— Start of EXCERPT TO READ —

Next on the album is Silouans Song, an especially moving piece for string orchestra and another I had the great fortune of hearing during the same concert. The piece is dedicated to Archimandrite Sophrony, a disciple of Staretz Silouan (1866-1938), who led a monastic life in the Russian Monastery of St. Panteleimon on Mount Athos starting in 1892. Staretz is a title given to a monk “whose God-given wisdom and insight enable him to serve as a spiritual guide for others.” And what better way to express such a life than through his musical equivalent? The melodies are drawn directly from Silouan’s psalmnodic writings, and their basis in the written word engenders a sacred sort of engagement with the listener. As one of Pärt’s most unflinching statements of faith, Silouans Song rings true as a profession of the spiritual life.
And then there is the Magnificat, an achievement that is beyond words precisely because words are its alpha and omega. The depth of Pärt’s pacing and his attention to breath and pause all forge a most distinct path toward a consciousness in which one need no longer carry the burden of self-aggrandizement. There is a stunning climax in which the tenor rises above the rest at the end of the line “Suscepit Israel puerum suum” (He hath received Israel his servant). During the choir’s performance of this piece, Kaljuste lifted his trembling hand to draw that very note forth with even greater urgency. It is an image I always carry with me when listening to it.

— End of EXCERPT TO READ —
— Start of DATASET EXTRACT —

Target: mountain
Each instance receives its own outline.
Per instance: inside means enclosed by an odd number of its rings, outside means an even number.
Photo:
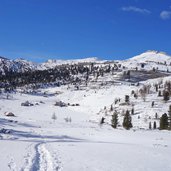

— End of DATASET EXTRACT —

**GOALS**
1 > In the Pärt review, to whom is Silouans Song dedicated?
2 > Copy the Pärt review word for word from "Next on the" to "the spiritual life.".
3 > Pick up the Pärt review after its final sentence and keep writing it.
These lines have nothing to do with the Pärt review.

**ANSWERS FOR THIS EXERCISE**
1 > Archimandrite Sophrony, a disciple of Staretz Silouan.

2 >
Next on the album is Silouans Song, an especially moving piece for string orchestra and another I had the great fortune of hearing during the same concert. The piece is dedicated to Archimandrite Sophrony, a disciple of Staretz Silouan (1866-1938), who led a monastic life in the Russian Monastery of St. Panteleimon on Mount Athos starting in 1892. Staretz is a title given to a monk “whose God-given wisdom and insight enable him to serve as a spiritual guide for others.” And what better way to express such a life than through his musical equivalent? The melodies are drawn directly from Silouan’s psalmnodic writings, and their basis in the written word engenders a sacred sort of engagement with the listener. As one of Pärt’s most unflinching statements of faith, Silouans Song rings true as a profession of the spiritual life.

3 >
Closing out this vibrant album is the Berliner Messe, a profound statement of Pärt’s liturgical persuasion. Originally for SATB soloists and organ, and later (as recorded here) for mixed chorus and strings, it interpolates into the standard mass text two stunning Alleluias and a Veni Sancte Spiritus, the latter being a Pentacostal text that welcomes the redeeming qualities of the Holy Spirit. The axial Credo molds a shape not unlike his earlier Summa, while the final Agnus Dei withers like a flower in slow motion into static resolution.
Te Deum stands as one of ECM’s most enduring testaments to the powerful symbiosis between sound and silence. With this recording, label and composer transformed the aural landscape of this one faithful listener. It is unique in my life for so many reasons, from the banal (it is the only ECM recording I ever owned first on cassette) to the sacred (its sounds reformed my worldview in a way no other music has). This is a recording to change lives and one that will forever stand the test of time, for it is time incarnate.